Do this → Reproduce, line for line and unchanged, the part of the material below that opens with the line containing "# point at: window" and continues to the end of the material.

[Provided entries start]

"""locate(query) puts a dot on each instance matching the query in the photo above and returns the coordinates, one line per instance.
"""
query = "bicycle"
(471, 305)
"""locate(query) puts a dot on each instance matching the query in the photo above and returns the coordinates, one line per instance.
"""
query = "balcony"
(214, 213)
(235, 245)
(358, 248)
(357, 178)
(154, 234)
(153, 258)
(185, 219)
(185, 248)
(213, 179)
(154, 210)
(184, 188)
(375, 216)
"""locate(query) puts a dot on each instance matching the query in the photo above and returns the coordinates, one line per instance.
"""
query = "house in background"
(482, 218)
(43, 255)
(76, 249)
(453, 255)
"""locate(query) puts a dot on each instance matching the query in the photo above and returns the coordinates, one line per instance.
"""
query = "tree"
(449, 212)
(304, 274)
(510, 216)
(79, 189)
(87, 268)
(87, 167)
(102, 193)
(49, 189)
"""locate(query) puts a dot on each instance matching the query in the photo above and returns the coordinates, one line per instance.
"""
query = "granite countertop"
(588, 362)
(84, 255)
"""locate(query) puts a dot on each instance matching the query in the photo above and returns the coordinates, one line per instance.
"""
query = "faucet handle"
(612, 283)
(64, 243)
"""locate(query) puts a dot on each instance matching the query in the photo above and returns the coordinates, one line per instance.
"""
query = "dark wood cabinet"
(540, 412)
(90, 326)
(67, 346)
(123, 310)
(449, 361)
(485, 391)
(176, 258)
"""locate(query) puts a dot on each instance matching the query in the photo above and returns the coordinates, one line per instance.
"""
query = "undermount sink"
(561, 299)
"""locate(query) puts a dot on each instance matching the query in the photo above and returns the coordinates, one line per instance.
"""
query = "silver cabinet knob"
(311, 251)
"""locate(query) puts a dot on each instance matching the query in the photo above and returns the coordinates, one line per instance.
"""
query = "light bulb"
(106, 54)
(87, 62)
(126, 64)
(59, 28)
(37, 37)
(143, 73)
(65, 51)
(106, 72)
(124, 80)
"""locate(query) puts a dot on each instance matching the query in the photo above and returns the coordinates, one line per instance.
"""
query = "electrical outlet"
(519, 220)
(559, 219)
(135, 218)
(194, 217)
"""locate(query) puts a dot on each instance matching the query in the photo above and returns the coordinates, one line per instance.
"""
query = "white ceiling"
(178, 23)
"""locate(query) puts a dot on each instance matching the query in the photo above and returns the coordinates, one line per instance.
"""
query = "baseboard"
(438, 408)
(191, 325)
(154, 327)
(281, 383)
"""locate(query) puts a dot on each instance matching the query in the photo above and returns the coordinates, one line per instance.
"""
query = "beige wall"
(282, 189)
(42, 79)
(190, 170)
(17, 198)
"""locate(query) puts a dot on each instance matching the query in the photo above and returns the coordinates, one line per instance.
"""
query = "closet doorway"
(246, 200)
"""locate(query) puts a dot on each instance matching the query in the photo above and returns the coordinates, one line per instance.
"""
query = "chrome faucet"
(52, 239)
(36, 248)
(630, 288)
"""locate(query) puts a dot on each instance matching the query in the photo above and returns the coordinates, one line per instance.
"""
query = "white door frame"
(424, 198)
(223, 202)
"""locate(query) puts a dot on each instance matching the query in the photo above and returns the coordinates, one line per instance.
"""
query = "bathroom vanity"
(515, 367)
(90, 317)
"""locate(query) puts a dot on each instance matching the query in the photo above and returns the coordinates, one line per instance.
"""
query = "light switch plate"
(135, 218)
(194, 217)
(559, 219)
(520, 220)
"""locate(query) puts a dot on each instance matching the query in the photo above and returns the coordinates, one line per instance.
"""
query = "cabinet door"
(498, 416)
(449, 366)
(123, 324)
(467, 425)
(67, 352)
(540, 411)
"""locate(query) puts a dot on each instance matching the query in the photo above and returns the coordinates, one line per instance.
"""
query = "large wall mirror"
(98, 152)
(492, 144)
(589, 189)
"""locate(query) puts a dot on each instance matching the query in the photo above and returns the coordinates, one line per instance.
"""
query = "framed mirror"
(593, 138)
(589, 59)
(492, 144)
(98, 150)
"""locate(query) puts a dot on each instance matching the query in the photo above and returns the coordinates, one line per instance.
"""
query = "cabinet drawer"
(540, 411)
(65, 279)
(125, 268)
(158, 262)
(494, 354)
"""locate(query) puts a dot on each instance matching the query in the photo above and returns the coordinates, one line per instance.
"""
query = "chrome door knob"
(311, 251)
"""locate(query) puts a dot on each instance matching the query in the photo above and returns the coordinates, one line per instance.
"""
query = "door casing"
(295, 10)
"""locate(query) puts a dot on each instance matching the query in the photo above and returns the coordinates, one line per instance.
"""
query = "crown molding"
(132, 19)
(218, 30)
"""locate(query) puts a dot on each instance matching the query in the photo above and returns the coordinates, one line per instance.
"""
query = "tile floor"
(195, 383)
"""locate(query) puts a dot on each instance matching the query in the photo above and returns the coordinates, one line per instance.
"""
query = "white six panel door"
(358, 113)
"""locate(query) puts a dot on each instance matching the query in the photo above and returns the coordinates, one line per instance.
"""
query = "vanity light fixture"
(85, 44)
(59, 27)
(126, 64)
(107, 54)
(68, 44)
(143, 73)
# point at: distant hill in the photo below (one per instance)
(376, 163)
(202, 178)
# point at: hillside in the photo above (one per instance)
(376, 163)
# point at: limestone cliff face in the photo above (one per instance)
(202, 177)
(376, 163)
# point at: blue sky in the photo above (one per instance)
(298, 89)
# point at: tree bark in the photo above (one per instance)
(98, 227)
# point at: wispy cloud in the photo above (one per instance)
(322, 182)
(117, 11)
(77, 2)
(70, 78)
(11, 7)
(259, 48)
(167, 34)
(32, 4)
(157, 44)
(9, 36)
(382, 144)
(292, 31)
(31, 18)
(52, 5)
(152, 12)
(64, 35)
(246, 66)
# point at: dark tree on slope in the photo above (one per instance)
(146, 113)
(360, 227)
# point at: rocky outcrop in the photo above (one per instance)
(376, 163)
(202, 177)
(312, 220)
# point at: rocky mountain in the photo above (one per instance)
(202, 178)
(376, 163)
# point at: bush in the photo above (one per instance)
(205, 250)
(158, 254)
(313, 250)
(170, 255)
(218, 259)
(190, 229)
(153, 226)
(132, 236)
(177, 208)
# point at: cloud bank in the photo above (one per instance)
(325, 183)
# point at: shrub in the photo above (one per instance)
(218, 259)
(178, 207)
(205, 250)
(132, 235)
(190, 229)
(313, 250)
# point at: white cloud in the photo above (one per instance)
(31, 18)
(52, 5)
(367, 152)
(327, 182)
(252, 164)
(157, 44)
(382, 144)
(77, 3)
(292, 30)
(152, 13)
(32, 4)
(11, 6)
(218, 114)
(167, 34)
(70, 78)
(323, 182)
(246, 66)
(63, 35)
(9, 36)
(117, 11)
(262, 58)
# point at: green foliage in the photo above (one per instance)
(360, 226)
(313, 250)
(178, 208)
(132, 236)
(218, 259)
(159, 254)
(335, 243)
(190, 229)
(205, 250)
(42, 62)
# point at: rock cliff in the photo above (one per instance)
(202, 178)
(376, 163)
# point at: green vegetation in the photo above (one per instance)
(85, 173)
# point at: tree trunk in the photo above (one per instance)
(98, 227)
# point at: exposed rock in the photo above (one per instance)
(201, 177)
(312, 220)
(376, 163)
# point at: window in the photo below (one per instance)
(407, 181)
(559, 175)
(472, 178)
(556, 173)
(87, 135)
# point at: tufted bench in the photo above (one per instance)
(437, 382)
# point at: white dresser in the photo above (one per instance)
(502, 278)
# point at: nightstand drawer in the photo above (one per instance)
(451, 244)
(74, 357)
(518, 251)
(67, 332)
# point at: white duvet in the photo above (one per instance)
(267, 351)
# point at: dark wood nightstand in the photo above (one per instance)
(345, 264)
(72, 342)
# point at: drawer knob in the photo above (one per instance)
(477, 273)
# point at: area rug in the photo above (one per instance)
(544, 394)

[Provided entries end]

Solution to this exercise →
# point at: window in the photo below (one per instance)
(407, 181)
(559, 175)
(472, 178)
(556, 173)
(87, 135)
# point at: tufted bench in the photo above (one per instance)
(437, 382)
# point at: white dresser in the photo above (one per instance)
(502, 278)
# point at: nightstand drawer in the photo above (one per instance)
(451, 244)
(74, 357)
(518, 251)
(67, 332)
# point at: white duvet in the photo above (one per instance)
(267, 351)
# point at: dark wood nightstand in the photo above (one per instance)
(345, 264)
(72, 342)
# point at: drawer knob in the photo above (one per instance)
(477, 273)
# point at: area rug in the photo above (one per instance)
(544, 394)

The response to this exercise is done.